__Given instruction__: Quote verbatim the stretch of entries from the start through the line containing "Target: bird's breast".

__Data to use__:
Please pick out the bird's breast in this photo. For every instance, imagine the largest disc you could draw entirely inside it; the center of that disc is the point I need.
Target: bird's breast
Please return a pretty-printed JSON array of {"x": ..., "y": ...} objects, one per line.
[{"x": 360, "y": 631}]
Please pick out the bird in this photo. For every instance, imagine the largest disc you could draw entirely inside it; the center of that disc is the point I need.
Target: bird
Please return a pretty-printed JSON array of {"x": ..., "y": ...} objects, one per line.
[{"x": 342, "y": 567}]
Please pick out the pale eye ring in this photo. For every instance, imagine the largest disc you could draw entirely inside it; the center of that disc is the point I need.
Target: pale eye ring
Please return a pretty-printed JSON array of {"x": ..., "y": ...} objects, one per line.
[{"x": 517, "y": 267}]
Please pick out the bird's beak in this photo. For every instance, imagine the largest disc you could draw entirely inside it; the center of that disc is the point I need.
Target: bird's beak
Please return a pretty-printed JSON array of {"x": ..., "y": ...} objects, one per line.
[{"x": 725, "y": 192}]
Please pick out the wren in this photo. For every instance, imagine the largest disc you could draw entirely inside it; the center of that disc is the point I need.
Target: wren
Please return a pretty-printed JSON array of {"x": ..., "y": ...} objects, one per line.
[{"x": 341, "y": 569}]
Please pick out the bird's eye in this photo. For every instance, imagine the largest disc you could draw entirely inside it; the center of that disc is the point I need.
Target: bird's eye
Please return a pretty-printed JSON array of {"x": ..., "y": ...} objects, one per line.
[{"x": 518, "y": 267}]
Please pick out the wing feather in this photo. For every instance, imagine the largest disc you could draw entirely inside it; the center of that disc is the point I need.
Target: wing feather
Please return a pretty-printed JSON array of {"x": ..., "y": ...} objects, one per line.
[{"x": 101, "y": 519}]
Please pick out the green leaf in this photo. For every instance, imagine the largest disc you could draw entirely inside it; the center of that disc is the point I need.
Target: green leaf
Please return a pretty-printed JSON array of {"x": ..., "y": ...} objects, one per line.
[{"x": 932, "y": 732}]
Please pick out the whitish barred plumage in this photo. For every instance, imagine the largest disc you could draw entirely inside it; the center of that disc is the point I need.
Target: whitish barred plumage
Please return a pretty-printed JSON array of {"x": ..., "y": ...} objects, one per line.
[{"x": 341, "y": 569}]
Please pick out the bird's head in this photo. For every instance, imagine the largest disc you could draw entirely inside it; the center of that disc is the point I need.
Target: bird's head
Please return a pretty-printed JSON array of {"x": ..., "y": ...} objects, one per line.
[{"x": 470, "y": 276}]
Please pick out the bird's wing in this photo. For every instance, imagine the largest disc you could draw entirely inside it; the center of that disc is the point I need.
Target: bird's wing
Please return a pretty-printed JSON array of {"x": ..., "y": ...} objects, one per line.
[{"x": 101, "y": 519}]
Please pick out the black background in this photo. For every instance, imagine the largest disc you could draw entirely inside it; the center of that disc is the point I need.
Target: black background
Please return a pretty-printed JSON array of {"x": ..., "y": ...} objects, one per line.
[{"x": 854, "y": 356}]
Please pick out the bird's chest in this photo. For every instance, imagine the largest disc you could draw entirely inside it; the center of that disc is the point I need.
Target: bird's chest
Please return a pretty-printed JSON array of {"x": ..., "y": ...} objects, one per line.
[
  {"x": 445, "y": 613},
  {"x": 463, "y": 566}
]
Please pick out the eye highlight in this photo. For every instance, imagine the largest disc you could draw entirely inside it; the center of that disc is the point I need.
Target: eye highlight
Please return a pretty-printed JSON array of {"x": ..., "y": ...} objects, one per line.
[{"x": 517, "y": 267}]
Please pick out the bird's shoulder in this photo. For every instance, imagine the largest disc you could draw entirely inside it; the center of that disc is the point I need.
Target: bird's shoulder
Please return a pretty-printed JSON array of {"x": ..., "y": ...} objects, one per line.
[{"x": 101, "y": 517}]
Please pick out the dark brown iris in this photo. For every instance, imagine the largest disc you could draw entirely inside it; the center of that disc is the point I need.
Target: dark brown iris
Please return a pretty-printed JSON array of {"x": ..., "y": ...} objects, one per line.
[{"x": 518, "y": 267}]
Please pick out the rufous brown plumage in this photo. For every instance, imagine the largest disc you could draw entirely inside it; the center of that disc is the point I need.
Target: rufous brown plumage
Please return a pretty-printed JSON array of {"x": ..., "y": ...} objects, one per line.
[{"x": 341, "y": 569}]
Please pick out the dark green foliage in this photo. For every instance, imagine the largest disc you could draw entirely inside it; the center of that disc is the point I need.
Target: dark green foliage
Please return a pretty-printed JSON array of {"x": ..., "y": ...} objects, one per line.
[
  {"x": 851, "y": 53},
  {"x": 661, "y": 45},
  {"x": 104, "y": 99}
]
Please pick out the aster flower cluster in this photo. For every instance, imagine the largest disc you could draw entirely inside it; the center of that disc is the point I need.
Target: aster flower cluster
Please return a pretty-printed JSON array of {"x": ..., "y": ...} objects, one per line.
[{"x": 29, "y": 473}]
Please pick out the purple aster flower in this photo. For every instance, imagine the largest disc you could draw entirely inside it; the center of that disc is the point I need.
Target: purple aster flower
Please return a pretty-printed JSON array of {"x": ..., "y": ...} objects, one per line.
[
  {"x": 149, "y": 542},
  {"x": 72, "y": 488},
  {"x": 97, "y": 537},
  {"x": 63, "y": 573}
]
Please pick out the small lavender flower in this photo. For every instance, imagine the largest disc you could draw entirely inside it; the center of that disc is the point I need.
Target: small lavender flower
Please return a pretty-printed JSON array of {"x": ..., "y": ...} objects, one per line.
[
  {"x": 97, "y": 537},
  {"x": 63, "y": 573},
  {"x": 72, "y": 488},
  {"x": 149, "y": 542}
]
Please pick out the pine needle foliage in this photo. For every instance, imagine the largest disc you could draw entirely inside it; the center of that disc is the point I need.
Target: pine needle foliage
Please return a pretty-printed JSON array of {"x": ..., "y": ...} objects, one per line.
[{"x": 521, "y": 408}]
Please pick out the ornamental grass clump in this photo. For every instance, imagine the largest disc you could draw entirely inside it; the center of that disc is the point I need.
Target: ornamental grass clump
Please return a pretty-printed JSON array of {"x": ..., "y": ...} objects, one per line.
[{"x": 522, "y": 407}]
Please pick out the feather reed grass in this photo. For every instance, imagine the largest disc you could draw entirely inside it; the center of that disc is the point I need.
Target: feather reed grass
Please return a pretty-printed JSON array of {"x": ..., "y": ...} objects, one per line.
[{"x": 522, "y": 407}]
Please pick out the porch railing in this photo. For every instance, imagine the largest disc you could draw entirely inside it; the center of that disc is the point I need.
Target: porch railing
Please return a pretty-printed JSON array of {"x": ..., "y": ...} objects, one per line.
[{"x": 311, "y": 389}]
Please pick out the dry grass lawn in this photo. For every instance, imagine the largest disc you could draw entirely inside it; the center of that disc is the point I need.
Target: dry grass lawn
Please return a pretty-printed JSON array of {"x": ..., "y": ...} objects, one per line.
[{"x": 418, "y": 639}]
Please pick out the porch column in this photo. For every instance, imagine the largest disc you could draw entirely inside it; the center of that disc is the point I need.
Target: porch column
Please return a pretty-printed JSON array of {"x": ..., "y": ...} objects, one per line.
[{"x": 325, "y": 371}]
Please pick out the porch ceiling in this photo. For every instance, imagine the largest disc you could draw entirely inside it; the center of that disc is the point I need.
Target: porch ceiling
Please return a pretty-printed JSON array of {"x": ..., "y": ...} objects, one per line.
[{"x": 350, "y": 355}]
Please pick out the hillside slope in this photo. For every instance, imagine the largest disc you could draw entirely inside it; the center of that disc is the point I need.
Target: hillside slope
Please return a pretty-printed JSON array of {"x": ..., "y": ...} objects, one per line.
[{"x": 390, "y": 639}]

__Solution below__:
Please pick out the bird's breast in this photo. For every instance, imagine the largest disc you could draw entirely inside it; the center of that disc is the point I need.
Target: bird's breast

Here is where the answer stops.